| Instructions to follow |
Output the line containing "point: green flower" and all subsequent lines of the listing below, copied exactly, with no other lines.

───── Input data ─────

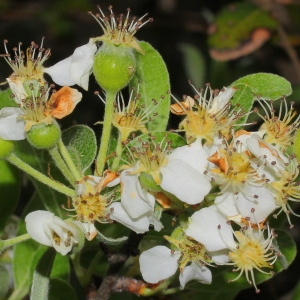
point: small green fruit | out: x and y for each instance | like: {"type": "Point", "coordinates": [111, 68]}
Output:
{"type": "Point", "coordinates": [6, 148]}
{"type": "Point", "coordinates": [44, 136]}
{"type": "Point", "coordinates": [148, 182]}
{"type": "Point", "coordinates": [114, 66]}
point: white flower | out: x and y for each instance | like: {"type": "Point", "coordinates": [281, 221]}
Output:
{"type": "Point", "coordinates": [183, 175]}
{"type": "Point", "coordinates": [136, 210]}
{"type": "Point", "coordinates": [159, 263]}
{"type": "Point", "coordinates": [49, 230]}
{"type": "Point", "coordinates": [247, 249]}
{"type": "Point", "coordinates": [76, 69]}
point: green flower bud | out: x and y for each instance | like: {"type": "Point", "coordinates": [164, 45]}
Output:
{"type": "Point", "coordinates": [44, 136]}
{"type": "Point", "coordinates": [114, 66]}
{"type": "Point", "coordinates": [6, 148]}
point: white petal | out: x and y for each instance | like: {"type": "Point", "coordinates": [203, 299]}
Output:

─────

| Response box |
point: green flower bud | out: x and y for each instance | like: {"type": "Point", "coordinates": [164, 45]}
Output:
{"type": "Point", "coordinates": [44, 136]}
{"type": "Point", "coordinates": [114, 66]}
{"type": "Point", "coordinates": [6, 148]}
point: white petal | out: x and y for each instance | like: {"type": "Point", "coordinates": [203, 299]}
Output:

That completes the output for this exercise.